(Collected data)
>> BEGIN

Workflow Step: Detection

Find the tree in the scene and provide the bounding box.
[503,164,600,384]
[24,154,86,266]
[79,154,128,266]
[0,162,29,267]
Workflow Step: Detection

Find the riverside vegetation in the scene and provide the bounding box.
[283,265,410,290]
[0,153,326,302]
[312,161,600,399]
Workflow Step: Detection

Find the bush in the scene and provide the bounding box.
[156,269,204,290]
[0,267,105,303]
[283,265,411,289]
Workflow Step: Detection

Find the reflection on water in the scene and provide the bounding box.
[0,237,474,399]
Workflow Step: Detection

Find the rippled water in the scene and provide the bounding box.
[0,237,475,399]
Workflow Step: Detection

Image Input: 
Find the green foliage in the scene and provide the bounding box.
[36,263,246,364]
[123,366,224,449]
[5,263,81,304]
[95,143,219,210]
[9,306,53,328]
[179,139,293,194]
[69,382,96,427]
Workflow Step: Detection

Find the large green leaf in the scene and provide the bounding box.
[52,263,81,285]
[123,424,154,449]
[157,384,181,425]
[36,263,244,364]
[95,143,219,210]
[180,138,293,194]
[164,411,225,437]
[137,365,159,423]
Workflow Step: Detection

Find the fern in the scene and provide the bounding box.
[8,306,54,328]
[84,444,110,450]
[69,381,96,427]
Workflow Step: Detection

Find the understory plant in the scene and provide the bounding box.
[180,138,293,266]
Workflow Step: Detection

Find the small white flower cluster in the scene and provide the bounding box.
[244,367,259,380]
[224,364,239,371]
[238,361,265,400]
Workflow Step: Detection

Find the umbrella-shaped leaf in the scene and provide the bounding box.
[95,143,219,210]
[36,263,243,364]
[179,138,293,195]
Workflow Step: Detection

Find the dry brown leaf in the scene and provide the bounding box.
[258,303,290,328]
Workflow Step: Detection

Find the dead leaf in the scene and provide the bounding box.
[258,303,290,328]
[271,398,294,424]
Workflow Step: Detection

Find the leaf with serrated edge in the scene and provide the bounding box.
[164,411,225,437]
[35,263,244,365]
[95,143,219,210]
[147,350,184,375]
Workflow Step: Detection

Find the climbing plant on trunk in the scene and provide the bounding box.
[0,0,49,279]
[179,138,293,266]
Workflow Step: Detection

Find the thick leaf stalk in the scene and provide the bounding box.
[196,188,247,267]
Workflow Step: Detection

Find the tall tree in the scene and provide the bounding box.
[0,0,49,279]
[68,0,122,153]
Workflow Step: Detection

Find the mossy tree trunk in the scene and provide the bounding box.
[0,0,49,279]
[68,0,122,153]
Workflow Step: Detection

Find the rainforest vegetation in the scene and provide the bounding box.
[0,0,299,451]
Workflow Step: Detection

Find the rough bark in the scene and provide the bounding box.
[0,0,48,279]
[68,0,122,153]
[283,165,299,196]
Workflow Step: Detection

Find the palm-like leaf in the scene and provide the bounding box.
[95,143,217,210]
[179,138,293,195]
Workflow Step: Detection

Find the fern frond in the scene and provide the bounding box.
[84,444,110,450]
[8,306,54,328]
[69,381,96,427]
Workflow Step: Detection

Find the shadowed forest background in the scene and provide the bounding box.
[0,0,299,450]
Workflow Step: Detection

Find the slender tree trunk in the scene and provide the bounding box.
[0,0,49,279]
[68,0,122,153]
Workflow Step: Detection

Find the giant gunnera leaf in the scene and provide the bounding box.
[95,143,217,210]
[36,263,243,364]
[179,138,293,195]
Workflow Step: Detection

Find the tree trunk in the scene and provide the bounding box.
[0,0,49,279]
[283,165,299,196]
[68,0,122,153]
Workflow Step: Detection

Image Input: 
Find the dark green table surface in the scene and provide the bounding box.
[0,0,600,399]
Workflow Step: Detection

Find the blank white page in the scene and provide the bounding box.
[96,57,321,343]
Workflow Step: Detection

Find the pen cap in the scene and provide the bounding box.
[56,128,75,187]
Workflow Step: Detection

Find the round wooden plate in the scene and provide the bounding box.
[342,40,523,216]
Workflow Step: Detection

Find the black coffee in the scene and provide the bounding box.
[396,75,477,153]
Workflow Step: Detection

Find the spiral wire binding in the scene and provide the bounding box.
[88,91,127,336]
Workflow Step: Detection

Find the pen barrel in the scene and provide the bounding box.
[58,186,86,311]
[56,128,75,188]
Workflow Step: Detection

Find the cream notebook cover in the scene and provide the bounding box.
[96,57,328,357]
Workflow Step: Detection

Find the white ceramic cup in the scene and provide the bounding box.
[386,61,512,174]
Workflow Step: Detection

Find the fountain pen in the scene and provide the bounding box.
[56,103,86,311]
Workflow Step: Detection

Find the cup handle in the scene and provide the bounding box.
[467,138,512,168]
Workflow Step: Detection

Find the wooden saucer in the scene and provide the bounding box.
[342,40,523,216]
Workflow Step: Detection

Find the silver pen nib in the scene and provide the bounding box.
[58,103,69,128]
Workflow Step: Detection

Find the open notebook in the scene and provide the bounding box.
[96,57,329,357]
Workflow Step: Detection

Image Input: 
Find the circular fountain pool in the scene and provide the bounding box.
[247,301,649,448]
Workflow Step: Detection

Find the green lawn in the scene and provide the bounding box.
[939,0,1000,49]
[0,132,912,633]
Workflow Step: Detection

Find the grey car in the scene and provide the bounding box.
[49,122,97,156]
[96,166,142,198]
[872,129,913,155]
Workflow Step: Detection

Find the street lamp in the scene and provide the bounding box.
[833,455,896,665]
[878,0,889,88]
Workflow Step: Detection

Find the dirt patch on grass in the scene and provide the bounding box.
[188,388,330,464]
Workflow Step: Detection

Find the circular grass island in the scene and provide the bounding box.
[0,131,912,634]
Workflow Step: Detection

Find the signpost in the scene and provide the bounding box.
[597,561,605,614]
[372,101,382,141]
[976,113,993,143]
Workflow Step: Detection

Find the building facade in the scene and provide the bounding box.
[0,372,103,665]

>> END

> **Your goal**:
Rewrite the lines from the first one through the line containing "[312,161,600,399]", inclusive. Offset every bounding-box coordinate in the answers by adding 128.

> **Exercise output**:
Workflow Step: Detection

Find the tree in the scene and provide the bounding box.
[631,292,728,512]
[152,282,214,394]
[207,282,256,394]
[128,290,157,395]
Workflow Step: Detection

Find the riverside vegetation in the scene and provide the bounding box.
[411,393,538,418]
[128,281,454,430]
[440,289,728,527]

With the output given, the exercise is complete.